"Une récupération verte et solidaire"
par Alain Lipietz

samedi 11 avril 2009

Cette semaine, assemblée générale du Parlement euro-latino-américain à Madrid. Puis diverses interventions écologistes et européennes en France. C’est l’occasion pour moi d’exploiter à fond le communiqué du G-20 de la semaine précédente, qui indique comme feuille de route pour sortir de la crise une “ inclusive, green, and sustainable recovery”. C’est-à-dire « une récupération verte , soutenable et solidaire ».

G-20

La semaine dernière, dans le train pour Vannes avec Yannick Jadot, on avait un peu discuté des réactions divergentes des Verts et des associations écologistes (et du Canard enchaîné !) à propos du G-20.

Pour les premiers : « pas mal », pour les seconds : « du pipeau ». En fait, ça dépend de quel point de vue on se place, et de ce qu’on attendait de ce G-20.

En réalité, le G-20 a essentiellement cherché à solder la crise financière de l’été 2008, dont le symbole est la faillite de Lehman Brothers. À l’époque, je n’avais pas trop détaillé (c’était le début de l’agonie de Francine), mais j’y étais revenu dans des articles et j’y reviens plus longuement dans mon livre à paraître incessamment (Face à la crise, l’urgence écologiste, aux éditions Textuel).

Schématiquement : la crise écologique et sociale qui s’ouvre en 2007 débouche à l’été 2008 sur une crise financière. Les pauvres ne peuvent plus payer, leurs usuriers font faillite, entrainant avec eux banques et compagnies d’assurance. En septembre 2008, les Etats, des deux côtés de l’Atlantique, étendent massivement leurs garanties sur les banques, mais sont parfois entrainés dans leurs débâcles. C’est le cas successivement de l’Islande (hors de l’Union européenne), de la Hongrie (dans l’Union européenne mais hors de l’euro), et bientôt de l’Irlande (à l’intérieur de l’euro). Qui va donc garantir les Etats ?

Actions requises:
1/ Répondez brièvement, d'après le billet sur la récupération verte et solidaire :
(a) Dans quelle ville se tient l'assemblée générale du Parlement euro-latino-américain ?
(b) Avec qui l'auteur voyageait-il dans le train pour Vannes ?
(c) Quelle faillite est donnée comme symbole de la crise financière de l'été 2008 ?
2/ Reprenez le billet sur la récupération verte et solidaire et poursuivez-le à partir de sa dernière phrase, en quelques paragraphes.
La liste ci-dessous ne joue aucun rôle dans ce travail.

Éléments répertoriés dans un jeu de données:

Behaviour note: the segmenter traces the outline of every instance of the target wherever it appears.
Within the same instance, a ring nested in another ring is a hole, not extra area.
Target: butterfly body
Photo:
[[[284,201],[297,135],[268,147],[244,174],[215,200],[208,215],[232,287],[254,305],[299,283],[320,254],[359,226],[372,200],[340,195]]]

Résultats dans l'ordre:
1/
(a) À Madrid.
(b) Avec Yannick Jadot.
(c) La faillite de Lehman Brothers.

2/
L’Union européenne est réticente à assumer seule la garantie de la totalité des Etats européens, d’autant que ceux-ci cotisent par ailleurs au Fond monétaire international (FMI). D’où le principal résultat du G-20, et le seul opérationnel : le triplement des réserves du FMI, et l’extension de son droit à émettre sa monnaie internationale, les « droits de tirage spéciaux (DTS) ».

Au-delà de cette décision (à la fois sage, nécessaire, et, on le verra, dessinant un avenir possible), il n’y a pratiquement rien d’autre dans les décisions du G-20 que des déclarations d’intentions, mais elles sont également intéressantes :

a) Sur la moralisation du capitalisme financier, et notamment la lutte conte les paradis fiscaux, on a beaucoup ironisé, avec raison. Sont inscrits sur une liste noire les rares pays (Uruguay) qui avaient oublié de promettre qu’ils coopéreraient ! Et sont inscrits sur une liste blanche des pays dont on sait très bien qu’ils ont des paradis fiscaux, comme les Etats-Unis (certains petits Etats) ou la Grande-Bretagne (la City, Jersey et Guernesey). C’est donc le triomphe de l’hypocrisie.

Cela dit, l’hypocrisie est l’hommage du vice à la vertu, et il est important que la totalité des puissances traditionnelles ou émergentes proclament la nouvelle vertu, la chasse aux paradis fiscaux. Ce n’est pas seulement une question de morale. Tous les pays savent que d’ici deux ou trois ans il faudra commencer à rembourser ce qu’ils ont emprunté pour soutenir leurs banques, et à ce moment-là, ils auront besoin de recettes fiscales…

b) Quand il s’agira de rembourser, quelle serra la monnaie universellement acceptée ? Le plus gros prêteur du monde est actuellement la Chine. Elle est gavée de dollars, mais elle sait que le dollar vaudra de moins en moins, du fait de l’abyssal déficit du trésor et du commerce extérieur des Etats-Unis. La Chine cherche donc à remplacer le dollar par autre chose : une monnaie internationale. Elle a lancé, à l’occasion du G-20, sa première offensive, qui a été évidemment contenue sans difficulté par les Etats-Unis d’Obama. Pourtant, la monnaie internationale refait son apparition, avec le droit pour le FMI d’augmenter l’émission de DTS. C’est la solution que j’avais proposée dès 1983, lors de la grande crise précédente , pour effacer la dette du tiers monde sans mettre les prêteurs en faillite… Mais aujourd’hui, il va falloir surtout effacer la dette des Etats-Unis !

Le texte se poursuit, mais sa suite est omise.